*** Data in this exercise ***
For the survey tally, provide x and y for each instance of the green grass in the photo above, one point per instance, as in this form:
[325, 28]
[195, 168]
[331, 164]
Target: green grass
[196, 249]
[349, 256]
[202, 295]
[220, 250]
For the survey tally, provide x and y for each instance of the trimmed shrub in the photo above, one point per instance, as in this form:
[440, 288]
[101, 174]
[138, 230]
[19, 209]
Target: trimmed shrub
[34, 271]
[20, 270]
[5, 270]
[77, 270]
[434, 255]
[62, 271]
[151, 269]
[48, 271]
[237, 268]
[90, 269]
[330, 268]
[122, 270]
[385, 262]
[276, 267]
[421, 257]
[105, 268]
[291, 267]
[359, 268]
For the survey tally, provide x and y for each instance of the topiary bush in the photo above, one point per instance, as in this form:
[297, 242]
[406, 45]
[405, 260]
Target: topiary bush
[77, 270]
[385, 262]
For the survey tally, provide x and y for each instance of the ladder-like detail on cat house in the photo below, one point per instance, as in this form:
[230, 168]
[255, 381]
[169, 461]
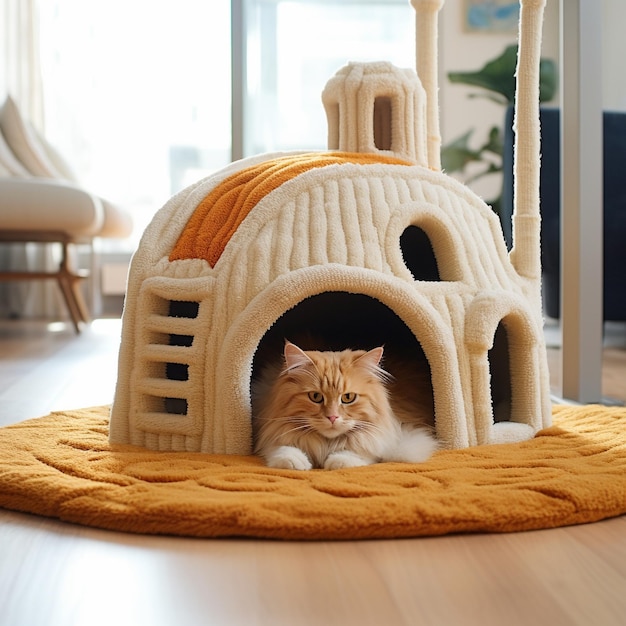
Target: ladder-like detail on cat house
[367, 243]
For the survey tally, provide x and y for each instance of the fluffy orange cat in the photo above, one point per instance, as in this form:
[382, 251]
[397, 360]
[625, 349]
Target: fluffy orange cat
[339, 409]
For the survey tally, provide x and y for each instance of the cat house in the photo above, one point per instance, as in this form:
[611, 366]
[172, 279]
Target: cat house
[364, 244]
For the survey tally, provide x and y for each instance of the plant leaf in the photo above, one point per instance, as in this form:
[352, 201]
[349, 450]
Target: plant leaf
[497, 75]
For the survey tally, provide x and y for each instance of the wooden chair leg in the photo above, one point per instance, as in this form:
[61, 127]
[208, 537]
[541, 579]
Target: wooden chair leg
[69, 282]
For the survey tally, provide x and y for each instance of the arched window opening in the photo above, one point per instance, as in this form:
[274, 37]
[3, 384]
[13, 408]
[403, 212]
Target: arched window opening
[418, 254]
[383, 131]
[500, 368]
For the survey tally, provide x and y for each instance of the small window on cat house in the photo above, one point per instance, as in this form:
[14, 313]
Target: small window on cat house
[418, 254]
[382, 123]
[339, 320]
[499, 366]
[179, 371]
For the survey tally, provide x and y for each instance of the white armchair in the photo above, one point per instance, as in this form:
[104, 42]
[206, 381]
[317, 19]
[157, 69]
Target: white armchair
[40, 202]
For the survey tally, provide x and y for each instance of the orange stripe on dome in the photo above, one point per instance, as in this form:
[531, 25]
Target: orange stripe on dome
[220, 213]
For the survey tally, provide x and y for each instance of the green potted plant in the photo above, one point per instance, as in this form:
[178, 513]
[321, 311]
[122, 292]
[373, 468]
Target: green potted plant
[496, 79]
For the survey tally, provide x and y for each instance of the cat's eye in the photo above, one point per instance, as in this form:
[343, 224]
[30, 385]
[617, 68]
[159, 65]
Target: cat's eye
[316, 396]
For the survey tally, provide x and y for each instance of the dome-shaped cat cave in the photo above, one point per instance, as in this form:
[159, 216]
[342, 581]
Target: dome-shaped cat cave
[367, 243]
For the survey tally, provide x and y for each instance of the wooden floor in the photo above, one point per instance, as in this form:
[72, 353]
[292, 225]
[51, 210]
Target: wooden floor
[53, 573]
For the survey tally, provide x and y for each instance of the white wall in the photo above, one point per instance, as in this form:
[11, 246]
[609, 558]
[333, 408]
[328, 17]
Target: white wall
[613, 54]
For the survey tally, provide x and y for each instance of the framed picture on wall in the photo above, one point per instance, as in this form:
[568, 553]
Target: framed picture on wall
[491, 16]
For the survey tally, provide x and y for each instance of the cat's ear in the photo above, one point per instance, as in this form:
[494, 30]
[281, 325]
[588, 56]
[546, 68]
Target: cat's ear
[371, 359]
[295, 357]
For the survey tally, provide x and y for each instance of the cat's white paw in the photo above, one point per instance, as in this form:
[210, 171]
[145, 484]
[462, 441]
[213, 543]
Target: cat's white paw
[288, 457]
[345, 458]
[415, 446]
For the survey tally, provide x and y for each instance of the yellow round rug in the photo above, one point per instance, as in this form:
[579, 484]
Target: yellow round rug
[62, 466]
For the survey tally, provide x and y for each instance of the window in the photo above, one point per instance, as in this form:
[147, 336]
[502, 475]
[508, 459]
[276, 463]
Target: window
[138, 93]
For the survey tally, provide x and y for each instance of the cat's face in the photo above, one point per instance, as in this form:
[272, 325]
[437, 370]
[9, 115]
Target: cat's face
[332, 393]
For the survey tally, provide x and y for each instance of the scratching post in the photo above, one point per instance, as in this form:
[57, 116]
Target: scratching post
[369, 241]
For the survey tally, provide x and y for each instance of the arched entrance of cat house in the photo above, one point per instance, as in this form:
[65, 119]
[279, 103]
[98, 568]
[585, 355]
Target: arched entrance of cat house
[338, 320]
[505, 354]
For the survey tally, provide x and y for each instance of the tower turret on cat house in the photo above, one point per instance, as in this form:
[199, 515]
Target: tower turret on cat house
[377, 108]
[364, 244]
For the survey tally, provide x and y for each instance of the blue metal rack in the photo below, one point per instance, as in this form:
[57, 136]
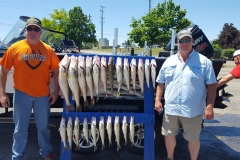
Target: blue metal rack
[147, 117]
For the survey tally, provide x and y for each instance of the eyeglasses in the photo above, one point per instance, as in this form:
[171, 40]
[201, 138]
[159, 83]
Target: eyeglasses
[185, 40]
[236, 55]
[37, 29]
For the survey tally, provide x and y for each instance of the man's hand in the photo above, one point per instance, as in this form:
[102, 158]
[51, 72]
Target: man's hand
[53, 97]
[4, 99]
[209, 113]
[158, 106]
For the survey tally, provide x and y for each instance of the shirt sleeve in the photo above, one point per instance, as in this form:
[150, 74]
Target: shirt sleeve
[7, 59]
[236, 71]
[210, 77]
[54, 60]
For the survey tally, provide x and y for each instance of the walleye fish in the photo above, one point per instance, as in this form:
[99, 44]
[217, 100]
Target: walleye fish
[147, 73]
[102, 131]
[119, 74]
[117, 131]
[132, 130]
[70, 132]
[96, 67]
[104, 75]
[63, 81]
[110, 73]
[124, 128]
[82, 79]
[94, 132]
[73, 82]
[62, 130]
[133, 66]
[76, 134]
[126, 73]
[141, 74]
[109, 129]
[89, 78]
[85, 130]
[153, 71]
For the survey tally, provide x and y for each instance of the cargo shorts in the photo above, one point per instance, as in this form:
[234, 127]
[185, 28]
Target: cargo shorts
[191, 126]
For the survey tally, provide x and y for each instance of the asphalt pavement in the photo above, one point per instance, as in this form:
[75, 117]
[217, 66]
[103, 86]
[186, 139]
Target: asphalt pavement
[220, 137]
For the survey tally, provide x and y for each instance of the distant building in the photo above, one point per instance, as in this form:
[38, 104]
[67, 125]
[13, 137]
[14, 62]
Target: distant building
[103, 42]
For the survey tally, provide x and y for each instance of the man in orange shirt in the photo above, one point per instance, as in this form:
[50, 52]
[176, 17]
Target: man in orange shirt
[235, 73]
[32, 60]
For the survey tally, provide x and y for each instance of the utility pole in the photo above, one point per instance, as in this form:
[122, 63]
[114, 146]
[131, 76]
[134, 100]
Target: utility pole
[89, 18]
[102, 21]
[149, 5]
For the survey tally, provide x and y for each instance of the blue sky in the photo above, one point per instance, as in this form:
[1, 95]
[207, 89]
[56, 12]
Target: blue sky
[209, 15]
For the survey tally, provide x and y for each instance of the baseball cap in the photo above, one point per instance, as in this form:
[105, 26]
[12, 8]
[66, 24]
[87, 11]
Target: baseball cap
[236, 53]
[34, 21]
[184, 33]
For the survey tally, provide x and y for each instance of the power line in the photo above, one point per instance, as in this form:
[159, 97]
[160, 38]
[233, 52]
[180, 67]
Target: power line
[102, 21]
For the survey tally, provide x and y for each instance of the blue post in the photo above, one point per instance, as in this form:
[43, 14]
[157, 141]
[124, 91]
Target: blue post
[147, 118]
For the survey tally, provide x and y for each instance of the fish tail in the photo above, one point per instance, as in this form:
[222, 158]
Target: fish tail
[95, 148]
[70, 108]
[85, 104]
[92, 101]
[118, 147]
[105, 95]
[118, 94]
[79, 108]
[70, 147]
[97, 98]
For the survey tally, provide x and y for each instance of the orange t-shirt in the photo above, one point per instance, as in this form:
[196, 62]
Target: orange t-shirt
[32, 65]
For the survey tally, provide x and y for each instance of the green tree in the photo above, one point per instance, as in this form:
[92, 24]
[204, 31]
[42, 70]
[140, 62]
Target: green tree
[57, 22]
[217, 51]
[229, 37]
[155, 27]
[79, 29]
[228, 53]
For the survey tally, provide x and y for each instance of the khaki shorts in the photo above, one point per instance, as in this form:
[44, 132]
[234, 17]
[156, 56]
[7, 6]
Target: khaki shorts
[191, 126]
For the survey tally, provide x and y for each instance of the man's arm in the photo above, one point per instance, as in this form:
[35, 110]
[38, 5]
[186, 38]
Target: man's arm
[159, 93]
[225, 80]
[211, 95]
[55, 93]
[4, 99]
*** End of Data in this exercise ***
## Required work
Which of the lines above include the string "below"? Pick them out and copy them.

## Solution
For the survey tally, provide x and y for each instance of the ladder-like detail on cat house in the photo below, one point per instance, as in this form:
For the survey tally, provide x and y for each instance of the blue metal rack in the photo below, one point per instance, as in this form:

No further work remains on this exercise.